Requirements - Copy every row below word for word, leaving out the pictures.

Data in this exercise -
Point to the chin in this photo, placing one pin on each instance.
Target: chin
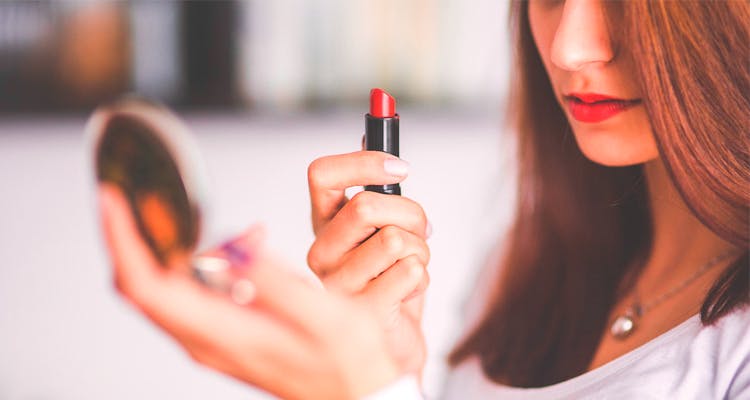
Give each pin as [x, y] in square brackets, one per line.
[614, 150]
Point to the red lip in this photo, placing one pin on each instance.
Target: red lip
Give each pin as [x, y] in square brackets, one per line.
[592, 107]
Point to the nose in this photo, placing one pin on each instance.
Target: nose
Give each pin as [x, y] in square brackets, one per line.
[582, 37]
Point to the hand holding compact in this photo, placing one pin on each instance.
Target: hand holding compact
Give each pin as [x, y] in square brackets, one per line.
[293, 339]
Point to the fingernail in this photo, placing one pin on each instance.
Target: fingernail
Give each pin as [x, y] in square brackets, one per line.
[242, 292]
[396, 167]
[235, 254]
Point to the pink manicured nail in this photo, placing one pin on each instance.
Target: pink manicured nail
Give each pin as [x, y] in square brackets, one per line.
[396, 167]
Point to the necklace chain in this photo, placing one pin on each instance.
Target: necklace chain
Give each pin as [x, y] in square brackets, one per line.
[643, 308]
[625, 323]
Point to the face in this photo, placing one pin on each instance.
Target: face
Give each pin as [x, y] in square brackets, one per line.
[594, 82]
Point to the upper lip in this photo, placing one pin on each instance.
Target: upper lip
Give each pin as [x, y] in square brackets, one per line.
[594, 97]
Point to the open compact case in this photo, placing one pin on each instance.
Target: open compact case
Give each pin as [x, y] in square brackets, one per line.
[148, 153]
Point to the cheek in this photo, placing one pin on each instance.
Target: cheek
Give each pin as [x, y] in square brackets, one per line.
[543, 24]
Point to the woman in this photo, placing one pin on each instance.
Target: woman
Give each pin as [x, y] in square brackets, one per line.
[625, 275]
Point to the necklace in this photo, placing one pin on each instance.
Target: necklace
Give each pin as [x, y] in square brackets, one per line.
[625, 323]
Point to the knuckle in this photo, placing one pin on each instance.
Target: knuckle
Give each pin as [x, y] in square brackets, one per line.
[392, 240]
[315, 172]
[314, 260]
[415, 269]
[425, 250]
[363, 205]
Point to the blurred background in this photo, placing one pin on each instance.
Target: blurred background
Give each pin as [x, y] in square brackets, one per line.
[267, 87]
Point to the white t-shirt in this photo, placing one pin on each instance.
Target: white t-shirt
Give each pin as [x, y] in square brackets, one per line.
[687, 362]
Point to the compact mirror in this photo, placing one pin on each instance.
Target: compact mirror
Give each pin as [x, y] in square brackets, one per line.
[148, 152]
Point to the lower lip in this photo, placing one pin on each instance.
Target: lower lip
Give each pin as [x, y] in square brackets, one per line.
[598, 111]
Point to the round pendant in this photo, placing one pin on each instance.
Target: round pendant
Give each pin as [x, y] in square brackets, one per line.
[622, 327]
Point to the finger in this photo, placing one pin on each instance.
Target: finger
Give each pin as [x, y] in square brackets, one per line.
[133, 261]
[359, 219]
[284, 293]
[328, 177]
[386, 247]
[395, 284]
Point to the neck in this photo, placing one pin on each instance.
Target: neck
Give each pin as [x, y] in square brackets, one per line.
[681, 243]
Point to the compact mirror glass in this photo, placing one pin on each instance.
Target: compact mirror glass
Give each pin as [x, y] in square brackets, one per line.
[148, 153]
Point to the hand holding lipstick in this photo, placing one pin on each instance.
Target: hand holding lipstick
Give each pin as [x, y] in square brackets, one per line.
[373, 247]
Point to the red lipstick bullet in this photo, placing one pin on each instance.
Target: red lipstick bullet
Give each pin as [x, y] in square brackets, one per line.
[381, 132]
[382, 105]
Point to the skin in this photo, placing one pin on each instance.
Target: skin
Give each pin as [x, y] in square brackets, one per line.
[581, 54]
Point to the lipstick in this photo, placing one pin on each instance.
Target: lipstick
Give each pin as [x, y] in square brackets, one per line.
[592, 108]
[381, 132]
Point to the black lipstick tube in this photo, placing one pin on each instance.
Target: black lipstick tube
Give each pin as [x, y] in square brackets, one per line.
[381, 134]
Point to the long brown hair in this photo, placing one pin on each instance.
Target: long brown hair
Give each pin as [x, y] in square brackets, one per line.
[581, 228]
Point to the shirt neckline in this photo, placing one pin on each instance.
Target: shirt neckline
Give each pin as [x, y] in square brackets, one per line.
[595, 375]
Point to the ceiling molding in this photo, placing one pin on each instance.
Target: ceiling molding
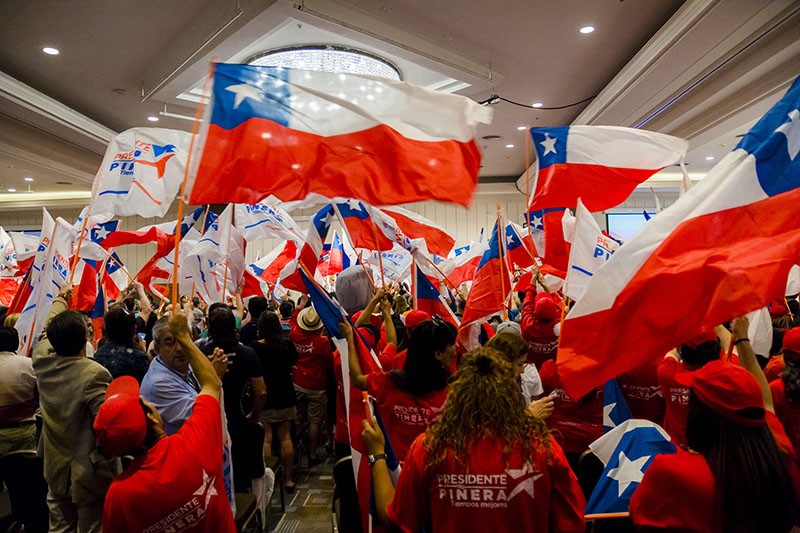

Task result -
Point to the chin in this photo, placing one pin on each instance.
Target: chin
Give each pin as [x, y] in square brackets, one per line.
[614, 150]
Point to the red lip in this photo, placing one pin on each instance.
Target: red lip
Give each pin as [x, y] in square brackets, one per line.
[592, 107]
Point to the nose in this photo, placing one pin on each instance.
Target: nose
Give each pin as [x, y] in square brackets, one per line.
[582, 37]
Point to the hand holding compact in this photo, placing one pin on each instance.
Target: hand holding compact
Give each pin as [x, y] in square brackets, one per line.
[293, 339]
Point to the fingernail in this photo, placing one pin on each instance.
Target: fingernail
Give each pin as [x, y] in square brackets, one per line.
[242, 292]
[396, 167]
[235, 254]
Point to the pink manicured nail in this photo, placing one pin on each instance.
Target: pink manicured nail
Give each pin as [x, y] in square brackets, one per line.
[396, 167]
Point to the necklace chain in this photo, placing one pin on each instance.
Target: necklace chain
Give each pin as [x, y] in square brackets, one per line.
[643, 308]
[625, 323]
Point to the face in this photo, placing one pin on each instance.
Target: face
Give each pin as [x, y] in square brackets, one per line.
[594, 82]
Point to the upper lip in this photo, placing one pin on each instance.
Target: upper lip
Give each pin as [x, y] in square brackets, one per line.
[594, 97]
Point to the open compact case in this photo, placing one pin on each instance.
Target: open compact case
Give each pin as [x, y] in square brackets, one per line.
[148, 153]
Point to the cheek in this photo, placing one pin on each instance.
Target: cheek
Give each pin as [x, y] in square brackets, one per line.
[543, 24]
Point to the woman in this photo, placing one pin on each instance.
Target: woman
Give each pin as [x, y] in square brackets, one per line.
[625, 275]
Point to the necklace in this photo, placing one pin on each instance.
Target: necklace
Give each pin as [x, y] in square brackets, one per line.
[625, 323]
Point to the knuckle in this photo, placing one pin on each instance.
Target: knuckle
Give each pin as [x, y] in square brackets, one per line.
[392, 240]
[315, 172]
[314, 260]
[415, 269]
[425, 250]
[363, 205]
Point to the blurred background in this photo, placing one pin on each instance.
Target: blurred background
Give each pin as [x, y] in square brackets, one per line.
[267, 87]
Point to the white t-shirt in this photo, placing one pin on each instance.
Target: white t-shirt
Give each pin as [x, y] in square brackets, one per line.
[687, 362]
Point to the compact mirror in this photo, placing one pin on each instance.
Target: compact mirror
Give each pin as [x, y] in square brackets, one per line.
[148, 152]
Point to the lower lip in this photo, placing one pin on each instance.
Target: lower lip
Give each pin as [x, y] in square brackets, one per line.
[598, 111]
Point to the round pendant in this photo, placing one pin on each instance.
Target: round pendant
Give each pin as [x, y] in square brackets, one per line.
[622, 327]
Point to the finger in this photo, placing one pin on each instance.
Target: finger
Give each pin as [x, y] in square brackets, one per line.
[133, 261]
[359, 219]
[284, 293]
[328, 177]
[386, 247]
[395, 284]
Point to the neck in this photo, placing one pin on each instance.
Target: neck
Give each pin as [x, y] in square brackets, one per line.
[681, 243]
Point to the compact mirror glass in this photo, placing one pin on each instance.
Target: compact mirror glass
Give each pin as [x, y] in square brackets, one per line.
[148, 153]
Point to the hand holding lipstick in this photo, placing one pin on each instance.
Target: hand holding lipstick
Give each pin as [x, y] in square brackets, one per line.
[373, 247]
Point to the red lipstick bullet in this photo, placing one pin on each instance.
Target: red lipstick bullet
Give each pin as [x, y] in square brackets, one per line.
[381, 132]
[382, 105]
Point to the skin in this photo, placing one pin on each instance.
Target: skin
Give each pin as [x, y] in square brackets, one per line.
[581, 54]
Point to the lipstick in this photo, placing one pin on each instance.
Target: lipstick
Give each pin as [x, y] in square brackets, one per line.
[592, 108]
[381, 132]
Point to the black lipstick tube in this photo, placing one pin on each instance.
Target: black lipstick tube
Give each pin as [x, y] in square brackets, one per line.
[381, 134]
Point to the long brown hair in this photo, placing one pin on each instance.
Target: long brown hair
Give each pin as [x, y] in square brackets, one per line.
[581, 228]
Point to the shirt neckline in this photo, placing one pin on each instance.
Target: shirt neckline
Give each pin as [x, y] in square brackets, one per line.
[595, 375]
Point to the ceiling molding in this photo, placing one pin on each instance.
Target: ceiling molding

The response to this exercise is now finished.